What is asked> Write each record again exactly as it stands.
---- Available data
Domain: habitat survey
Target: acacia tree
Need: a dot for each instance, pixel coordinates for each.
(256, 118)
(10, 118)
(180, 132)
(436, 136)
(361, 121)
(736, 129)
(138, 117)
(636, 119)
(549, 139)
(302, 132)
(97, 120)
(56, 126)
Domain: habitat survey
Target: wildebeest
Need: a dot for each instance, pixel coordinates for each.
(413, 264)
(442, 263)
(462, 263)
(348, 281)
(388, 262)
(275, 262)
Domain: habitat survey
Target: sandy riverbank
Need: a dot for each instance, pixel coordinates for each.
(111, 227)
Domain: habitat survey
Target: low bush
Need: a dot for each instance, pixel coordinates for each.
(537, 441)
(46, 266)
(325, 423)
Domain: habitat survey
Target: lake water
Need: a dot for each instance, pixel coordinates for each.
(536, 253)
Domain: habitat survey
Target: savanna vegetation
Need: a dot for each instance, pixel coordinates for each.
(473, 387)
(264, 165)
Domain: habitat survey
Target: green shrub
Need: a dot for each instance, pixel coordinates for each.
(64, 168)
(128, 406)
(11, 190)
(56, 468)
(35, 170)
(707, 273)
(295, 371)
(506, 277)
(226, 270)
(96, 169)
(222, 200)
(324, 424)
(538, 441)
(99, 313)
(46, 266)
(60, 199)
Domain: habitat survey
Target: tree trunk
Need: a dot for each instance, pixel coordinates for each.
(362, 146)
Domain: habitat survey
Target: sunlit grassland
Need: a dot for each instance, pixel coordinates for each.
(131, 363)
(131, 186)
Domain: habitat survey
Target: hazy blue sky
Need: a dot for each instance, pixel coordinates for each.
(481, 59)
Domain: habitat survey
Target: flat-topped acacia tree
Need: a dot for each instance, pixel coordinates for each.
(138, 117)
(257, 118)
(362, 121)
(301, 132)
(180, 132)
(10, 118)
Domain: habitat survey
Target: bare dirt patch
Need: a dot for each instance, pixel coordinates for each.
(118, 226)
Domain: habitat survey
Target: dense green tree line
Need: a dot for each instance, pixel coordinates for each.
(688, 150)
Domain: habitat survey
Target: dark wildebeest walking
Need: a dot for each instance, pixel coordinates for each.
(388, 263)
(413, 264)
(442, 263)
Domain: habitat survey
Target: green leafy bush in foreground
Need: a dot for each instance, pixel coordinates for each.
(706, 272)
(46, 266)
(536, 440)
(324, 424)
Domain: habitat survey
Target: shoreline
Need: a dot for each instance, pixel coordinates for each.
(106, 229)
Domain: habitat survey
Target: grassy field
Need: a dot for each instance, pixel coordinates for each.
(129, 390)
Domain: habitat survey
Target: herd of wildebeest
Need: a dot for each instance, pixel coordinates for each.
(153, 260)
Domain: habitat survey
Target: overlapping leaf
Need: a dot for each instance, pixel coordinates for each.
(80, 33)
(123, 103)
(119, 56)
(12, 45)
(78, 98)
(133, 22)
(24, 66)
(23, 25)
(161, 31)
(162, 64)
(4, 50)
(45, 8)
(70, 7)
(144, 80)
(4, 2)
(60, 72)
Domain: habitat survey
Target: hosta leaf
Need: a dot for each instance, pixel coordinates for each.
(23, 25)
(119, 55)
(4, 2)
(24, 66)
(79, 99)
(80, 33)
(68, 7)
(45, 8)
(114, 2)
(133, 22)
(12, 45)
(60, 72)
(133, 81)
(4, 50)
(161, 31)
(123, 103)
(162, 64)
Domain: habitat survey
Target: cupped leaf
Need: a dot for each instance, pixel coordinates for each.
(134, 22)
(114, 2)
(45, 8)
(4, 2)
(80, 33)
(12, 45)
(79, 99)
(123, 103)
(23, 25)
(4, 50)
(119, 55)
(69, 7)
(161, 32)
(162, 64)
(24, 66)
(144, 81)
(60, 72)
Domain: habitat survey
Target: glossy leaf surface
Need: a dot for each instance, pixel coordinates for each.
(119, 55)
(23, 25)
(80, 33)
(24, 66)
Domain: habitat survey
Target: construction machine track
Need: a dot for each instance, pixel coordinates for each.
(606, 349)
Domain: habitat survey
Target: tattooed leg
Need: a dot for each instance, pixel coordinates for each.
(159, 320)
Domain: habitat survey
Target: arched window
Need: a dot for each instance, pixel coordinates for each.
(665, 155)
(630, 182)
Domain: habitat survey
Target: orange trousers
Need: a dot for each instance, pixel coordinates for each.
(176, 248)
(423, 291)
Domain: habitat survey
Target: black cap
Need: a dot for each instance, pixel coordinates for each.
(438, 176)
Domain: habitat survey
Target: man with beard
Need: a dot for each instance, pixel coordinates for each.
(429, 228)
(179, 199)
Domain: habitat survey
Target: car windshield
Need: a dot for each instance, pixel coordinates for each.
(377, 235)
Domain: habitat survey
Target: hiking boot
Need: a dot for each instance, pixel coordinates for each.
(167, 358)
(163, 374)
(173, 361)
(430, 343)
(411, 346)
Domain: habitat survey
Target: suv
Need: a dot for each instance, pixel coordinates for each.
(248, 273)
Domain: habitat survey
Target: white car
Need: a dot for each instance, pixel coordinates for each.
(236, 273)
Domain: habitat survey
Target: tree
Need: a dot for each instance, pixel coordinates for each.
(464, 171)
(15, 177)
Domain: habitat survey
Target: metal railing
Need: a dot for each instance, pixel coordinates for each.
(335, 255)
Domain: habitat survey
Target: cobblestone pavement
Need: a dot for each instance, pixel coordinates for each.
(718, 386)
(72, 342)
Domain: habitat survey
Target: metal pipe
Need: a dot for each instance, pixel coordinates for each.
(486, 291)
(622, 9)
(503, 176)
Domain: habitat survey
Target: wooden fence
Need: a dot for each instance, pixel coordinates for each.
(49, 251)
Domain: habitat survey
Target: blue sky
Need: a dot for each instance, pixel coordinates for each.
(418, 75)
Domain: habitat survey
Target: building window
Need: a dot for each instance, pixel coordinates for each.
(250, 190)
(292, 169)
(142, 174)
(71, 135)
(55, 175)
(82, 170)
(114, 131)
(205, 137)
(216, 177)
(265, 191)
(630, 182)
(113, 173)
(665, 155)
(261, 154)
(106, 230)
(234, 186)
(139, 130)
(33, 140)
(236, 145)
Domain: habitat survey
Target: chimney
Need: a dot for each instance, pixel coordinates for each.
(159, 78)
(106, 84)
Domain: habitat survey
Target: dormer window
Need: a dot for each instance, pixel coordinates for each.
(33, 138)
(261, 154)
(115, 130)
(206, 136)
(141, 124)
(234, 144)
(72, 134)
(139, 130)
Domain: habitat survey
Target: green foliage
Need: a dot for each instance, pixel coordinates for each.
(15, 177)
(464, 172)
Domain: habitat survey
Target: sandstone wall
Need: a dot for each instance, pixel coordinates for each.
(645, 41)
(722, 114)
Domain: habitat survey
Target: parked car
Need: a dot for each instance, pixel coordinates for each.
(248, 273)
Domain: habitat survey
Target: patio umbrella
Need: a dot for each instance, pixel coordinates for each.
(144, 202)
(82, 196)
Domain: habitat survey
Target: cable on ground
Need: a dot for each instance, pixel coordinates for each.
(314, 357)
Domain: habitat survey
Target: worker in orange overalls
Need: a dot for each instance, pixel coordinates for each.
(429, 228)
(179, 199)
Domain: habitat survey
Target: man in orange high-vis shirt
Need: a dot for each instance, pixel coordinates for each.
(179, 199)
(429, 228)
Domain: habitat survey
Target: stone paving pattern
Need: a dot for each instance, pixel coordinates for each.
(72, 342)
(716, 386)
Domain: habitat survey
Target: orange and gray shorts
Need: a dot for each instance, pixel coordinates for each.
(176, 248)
--------
Output of the exercise>
Domain: habitat survey
Target: acacia tree
Need: a dot for each instance, pixel coordinates for each.
(256, 118)
(10, 118)
(180, 132)
(436, 136)
(361, 121)
(736, 129)
(138, 117)
(636, 119)
(549, 139)
(302, 132)
(97, 120)
(56, 126)
Domain: habitat survey
Target: wildebeest
Need: a dot for each instance, pixel coordinates for each.
(413, 264)
(442, 263)
(462, 263)
(348, 281)
(388, 262)
(275, 262)
Domain: habitat survey
Target: sandy riverbank
Need: a dot for each instance, pixel coordinates for each.
(111, 227)
Domain: habitat survey
Target: low bush
Need: a dot for each instance, pixel coordinates for each.
(537, 441)
(46, 266)
(325, 423)
Domain: habitat survey
Target: lake water
Need: a dot for each instance, pixel coordinates for each.
(536, 253)
Domain: habitat survey
Target: savanna vegetation
Need: a dot for each instance, pixel coordinates for each.
(473, 387)
(264, 165)
Domain: habitat survey
Target: green shrub
Need: a dot for each instance, pixel coordinates for each.
(64, 168)
(128, 406)
(11, 190)
(56, 468)
(35, 170)
(707, 273)
(295, 371)
(506, 277)
(226, 270)
(96, 169)
(222, 200)
(324, 424)
(538, 441)
(99, 313)
(46, 266)
(60, 199)
Domain: habitat survey
Target: tree trunk
Need: a dot for each instance, pixel coordinates for each.
(362, 146)
Domain: habitat survey
Target: sunlit grassland
Need: a dot for each instance, pixel coordinates for each.
(131, 363)
(131, 186)
Domain: habitat survey
Target: hazy blue sky
Need: a dot for each instance, pixel coordinates for each.
(481, 59)
Domain: habitat survey
Target: flat-topped acacia tree
Need: a dot for each instance, pixel coordinates for each.
(138, 117)
(257, 118)
(362, 121)
(301, 132)
(180, 132)
(10, 118)
Domain: habitat survey
Target: bare dirt patch
Need: a dot for each instance, pixel coordinates for each.
(118, 226)
Domain: habitat survey
Target: dense green tree line
Need: a dot for each instance, pixel coordinates for each.
(688, 150)
Domain: habitat survey
Target: dark wildebeest walking
Need: a dot for each instance, pixel coordinates for each.
(388, 263)
(413, 264)
(442, 263)
Domain: habitat survey
Target: green leafy bush in foreground
Need: a dot for each instance, pixel coordinates for each.
(706, 272)
(46, 266)
(536, 440)
(324, 424)
Domain: habitat survey
Target: shoreline
Need: a dot for each instance, pixel coordinates for each.
(106, 229)
Domain: habitat survey
Target: grassy field
Need: a dot for each instance, pixel coordinates for each.
(129, 390)
Domain: habitat survey
Target: herd of wildebeest
Need: a dot for each instance, pixel coordinates for each.
(153, 260)
Domain: habitat survey
Target: overlapping leaf
Need: a dot for each instance, pixel coordinates for each.
(80, 33)
(123, 103)
(119, 56)
(12, 45)
(78, 98)
(133, 22)
(24, 66)
(23, 25)
(161, 31)
(162, 64)
(4, 50)
(45, 8)
(70, 7)
(144, 80)
(4, 2)
(60, 72)
Domain: habitat survey
Target: hosta leaf
Need: a dot for each instance, pixel coordinates for each.
(23, 25)
(119, 55)
(4, 2)
(24, 66)
(79, 99)
(80, 33)
(68, 7)
(45, 8)
(114, 2)
(133, 22)
(12, 45)
(60, 72)
(133, 81)
(4, 50)
(161, 31)
(123, 103)
(162, 64)
Domain: habitat survey
Target: cupped leaf
Need: a dot for each instance, pixel coordinates for each.
(134, 22)
(114, 2)
(45, 8)
(4, 2)
(80, 33)
(12, 45)
(79, 99)
(123, 103)
(23, 25)
(4, 50)
(119, 55)
(69, 7)
(161, 32)
(162, 64)
(24, 66)
(144, 81)
(60, 72)
Domain: habitat survey
Target: glossy leaf surface
Need: a dot for each instance, pixel coordinates for each.
(119, 55)
(23, 25)
(80, 33)
(24, 66)
Domain: habitat survey
Target: construction machine track
Need: a dot for each instance, pixel coordinates for each.
(606, 349)
Domain: habitat survey
Target: tattooed leg
Need: a dot for each instance, pixel coordinates for each.
(159, 320)
Domain: habitat survey
Target: arched window
Need: a dot for each instance, pixel coordinates for each.
(665, 155)
(630, 182)
Domain: habitat survey
Target: orange trousers
Need: a dot for each instance, pixel coordinates for each.
(176, 248)
(423, 291)
Domain: habitat survey
Target: black cap
Need: a dot for each instance, pixel coordinates for each.
(438, 176)
Domain: habitat survey
Target: man with beard
Need: a dot for each instance, pixel coordinates for each.
(429, 228)
(179, 199)
Domain: habitat survey
Target: car windshield
Need: a dot for each instance, pixel coordinates for each.
(377, 235)
Domain: habitat survey
Target: hiking boot
Need: a dot for each instance, pixel coordinates for each.
(167, 358)
(163, 374)
(173, 361)
(430, 343)
(411, 346)
Domain: habitat survey
Target: suv
Need: a dot for each instance, pixel coordinates for each.
(248, 273)
Domain: habitat survey
Target: white car
Need: a dot for each instance, pixel coordinates for each.
(236, 273)
Domain: habitat survey
Target: tree
Need: a dot for each instance, pixel coordinates for each.
(464, 171)
(15, 177)
Domain: habitat survey
Target: metal railing
Need: a dot for each instance, pixel coordinates for each.
(335, 255)
Domain: habitat survey
Target: cobblestone pavement
Need: a dot for each instance, pixel coordinates for each.
(718, 386)
(72, 342)
Domain: habitat survey
Target: metal pipe
Need: a dot for each instance, pixel coordinates for each.
(486, 291)
(622, 9)
(503, 176)
Domain: habitat survey
Target: wooden fence
Need: a dot for each instance, pixel coordinates for each.
(49, 251)
Domain: habitat survey
Target: blue sky
Need: a dot for each instance, pixel coordinates for each.
(418, 75)
Domain: habitat survey
Target: building window
Need: a dot for each instance, pixel coordinates for each.
(250, 190)
(292, 169)
(142, 174)
(71, 135)
(55, 175)
(82, 170)
(114, 131)
(205, 137)
(216, 177)
(265, 191)
(630, 182)
(113, 173)
(665, 155)
(261, 154)
(106, 230)
(234, 186)
(139, 130)
(33, 140)
(236, 145)
Domain: habitat survey
Target: chimney
Need: a dot for each instance, pixel coordinates for each.
(159, 78)
(106, 84)
Domain: habitat survey
Target: dormer window
Need: a dot for each instance, pixel coordinates for each.
(33, 138)
(261, 154)
(115, 130)
(206, 136)
(141, 124)
(234, 144)
(72, 134)
(139, 130)
Domain: habitat survey
Target: green foliage
Need: a dot for each instance, pixel coordinates for each.
(15, 177)
(464, 172)
Domain: habitat survey
Target: sandstone wall
Need: a dot for each instance, pixel coordinates for each.
(645, 41)
(722, 114)
Domain: habitat survey
Target: parked car
Need: a dot for each instance, pixel coordinates for each.
(248, 273)
Domain: habitat survey
Target: patio umbrella
Need: a dot for each instance, pixel coordinates for each.
(144, 202)
(82, 196)
Domain: habitat survey
Target: cable on ground
Need: a dot for each instance, pixel coordinates for each.
(314, 357)
Domain: habitat survey
Target: worker in orange overalls
Need: a dot for each instance, pixel coordinates for each.
(429, 228)
(179, 199)
Domain: habitat survey
Target: man in orange high-vis shirt
Need: a dot for each instance, pixel coordinates for each.
(179, 199)
(429, 228)
Domain: habitat survey
Target: stone paving pattern
Need: a dot for each instance, pixel coordinates for each.
(72, 342)
(716, 386)
Domain: habitat survey
Target: orange and gray shorts
Need: a dot for each instance, pixel coordinates for each.
(176, 248)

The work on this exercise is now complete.